Entre dois mundos


Você já entrou num banheiro público e se deparou que a última pessoa ao usá-lo não deu a descarga?

Entre dois mundos



Dia desses, numa cidade qualquer uma mulher observa o trânsito dos carros. Logo se dá conta de que diante da faixa de pedestre os carros param (não é que deveriam parar, mas que seus motoristas realmente diminuem a velocidade e chegam a parar diante de uma pessoa que esteja atravessando a rua).

Vamos imaginar que essa mulher se chame ‘Sofia’. Ela mora na cidade de Registro localizada no Estado de São Paulo (Vale do Ribeira). Lá dizem que o trânsito é um dos poucos lugares no Brasil em que as pessoas que dirigem seus carros ou motos realmente param e respeitam as pessoas que estão atravessando a rua ‘a pé. (Quando me mudei para Registro anos atrás ouvia muito dessas histórias de que o pedestre era respeitado como regra cultural da cidade nas leis do trânsito).

Sofia costuma caminhar pela cidade quando necessita realizar uma atividade. Ir ao banco, passar pelo supermercado ou cuidar de um familiar que tem mais idade do que ela e não pode sair de casa por conta do momento da pandemia. Como mora bastante afastada do centro da cidade às vezes precisa utilizar um banheiro público (na rodoviária, posto de saúde ou praças, se é que tem praça com banheiro público). Sofia costuma se impressionar com a falta de “empatia” de quem utilizou o banheiro antes dela. Às vezes ela prefere se segurar até chegar em sua casa porque não conseguiria urinar naquele vaso sanitário.

Deixando a experiência de Sofia de lado (logo mais voltaremos para saber o que ela “acha” de tudo isso) você, caro leitor, sabe o que significa a palavra “empatia”?

No Dicionário Aurélio, “empatia” significa "a capacidade psicológica para se identificar com o eu do outro, conseguindo sentir o mesmo que este nas situações e circunstâncias por esse outro vivenciadas. Ato de se colocar no lugar do outro".

Dados disponíveis -

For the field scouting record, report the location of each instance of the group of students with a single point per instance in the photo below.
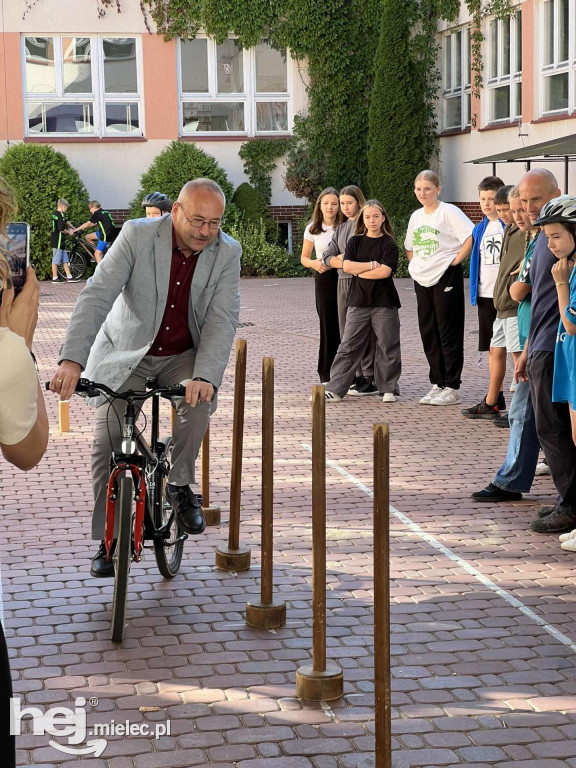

Lista de tarefas -
(a) Com base no texto sobre empatia, explique em uma a três frases por que Sofia às vezes precisa usar um banheiro público.
(b) Retome o texto sobre empatia a partir do ponto em que ele para.
As linhas não são necessárias para estas tarefas.

Respostas por tarefa -
(a) Sofia às vezes precisa usar um banheiro público porque mora bastante afastada do centro da cidade, onde realiza atividades como ir ao banco ou passar pelo supermercado.

(b)
Por tanto seria fácil de imaginar que nas situações em que a nossa personagem vivencia em sua rotina os motoristas de trânsito teriam certa “empatia” pelos pedestres que atravessam a rua e que no outro exemplo as pessoas que utilizariam o banheiro público antes dela não teriam tanta “fraternidade” assim pelas outras pessoas que viriam após sua utilização. Será que analisar essas duas situações dessa maneira seria suficiente? Minha resposta é sim e não. Explico.

No caso do motorista de trânsito que pararia diante do pedestre poderíamos imaginar que o ambiente “público” organizaria toda a situação para que o motorista se sinta pressionado a parar diante da pessoa que quer atravessar a rua. Ou seja, o motorista não seria tão empático assim com o pedestre. O que o força a parar diante da faixa é um certo “olhar público” que serviria de cobrança para que ele respeitasse as leis do trânsito – e não só, no caso de Registro talvez a cultura local da cidade, por conta da educação dos japoneses que possa ter influenciado a comunidade local no respeito da travessia do pedestre).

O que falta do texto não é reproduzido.